# ОТРЫВОК ТЕКСТА:
□ □ □ □ □ □ □

Во славу дружбы. Чувство дружбы в древности считалось самым высоким, более высоким, нежели прославленная гордость стоика и мудреца, с которой только и могла она сравниться, но которую все же превосходила как чувство более святое: прекрасный пример тому – история одного македонского царя, который преподнес в дар некоему афинскому философу, слывшему гордым нелюдимом, целый талант, каковой тот вернул ему обратно. «Как же так? – изумился царь, – неужели у него нет друзей?» Он хотел этим сказать: «Я чту эту гордость мудреца и независимость отшельника, но его человеческая сущность была бы достойна еще большего уважения, если бы чувство дружбы одержало победу над его гордыней. В моих глазах философ многое утратил, ибо показал, что из двух самых высоких чувств он знает только одно, другое же – самое святое – неведомо ему!»

62

Любовь. Любовь прощает любимому даже его вожделение.

63

Женщина и музыка. Отчего эти теплые дождливые ветры навевают музыкальное настроение, когда хочется самому сочинять мелодии? Быть может, это те самые ветры, легкие порывы которых проникают в церкви и навевают женщинам мысли о любви?

□ □ □ □ □ □ □

# ЗАПИСИ:

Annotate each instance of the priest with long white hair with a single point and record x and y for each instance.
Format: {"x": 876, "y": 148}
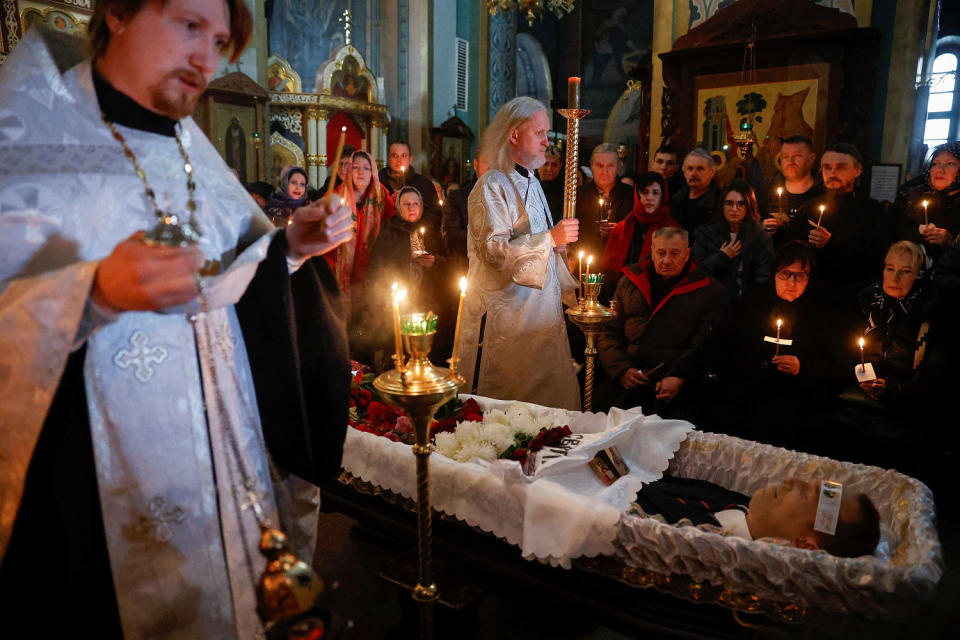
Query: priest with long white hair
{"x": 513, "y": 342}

□ □ □ □ □ □ □

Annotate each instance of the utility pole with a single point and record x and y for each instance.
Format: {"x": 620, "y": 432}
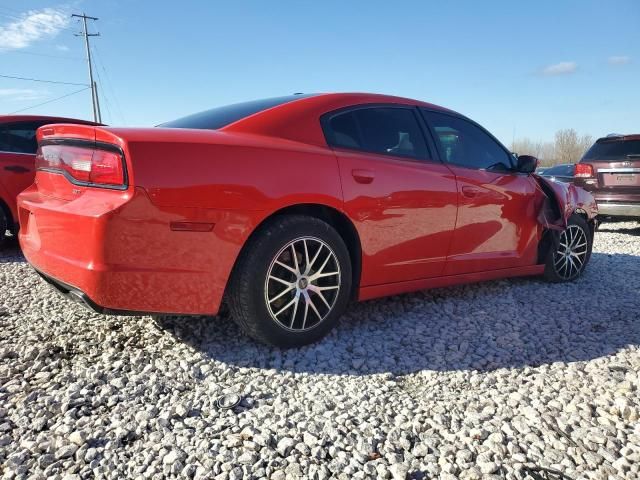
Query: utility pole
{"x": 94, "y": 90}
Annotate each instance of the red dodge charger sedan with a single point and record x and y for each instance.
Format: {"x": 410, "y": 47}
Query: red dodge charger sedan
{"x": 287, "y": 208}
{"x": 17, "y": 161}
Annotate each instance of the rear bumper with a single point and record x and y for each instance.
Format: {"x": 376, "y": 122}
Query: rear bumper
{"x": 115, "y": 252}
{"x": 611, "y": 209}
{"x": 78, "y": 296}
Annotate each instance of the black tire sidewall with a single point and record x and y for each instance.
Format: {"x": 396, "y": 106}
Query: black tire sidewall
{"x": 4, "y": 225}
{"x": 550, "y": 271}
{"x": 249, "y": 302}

□ □ □ □ □ □ □

# УСЛОВИЕ ЗАДАНИЯ:
Перепишите из отрывка текста без изменений фрагмент от «Во славу дружбы.» до «даже его вожделение.».

# РАЗБОР РЕШЕНИЯ:
Во славу дружбы. Чувство дружбы в древности считалось самым высоким, более высоким, нежели прославленная гордость стоика и мудреца, с которой только и могла она сравниться, но которую все же превосходила как чувство более святое: прекрасный пример тому – история одного македонского царя, который преподнес в дар некоему афинскому философу, слывшему гордым нелюдимом, целый талант, каковой тот вернул ему обратно. «Как же так? – изумился царь, – неужели у него нет друзей?» Он хотел этим сказать: «Я чту эту гордость мудреца и независимость отшельника, но его человеческая сущность была бы достойна еще большего уважения, если бы чувство дружбы одержало победу над его гордыней. В моих глазах философ многое утратил, ибо показал, что из двух самых высоких чувств он знает только одно, другое же – самое святое – неведомо ему!»

62

Любовь. Любовь прощает любимому даже его вожделение.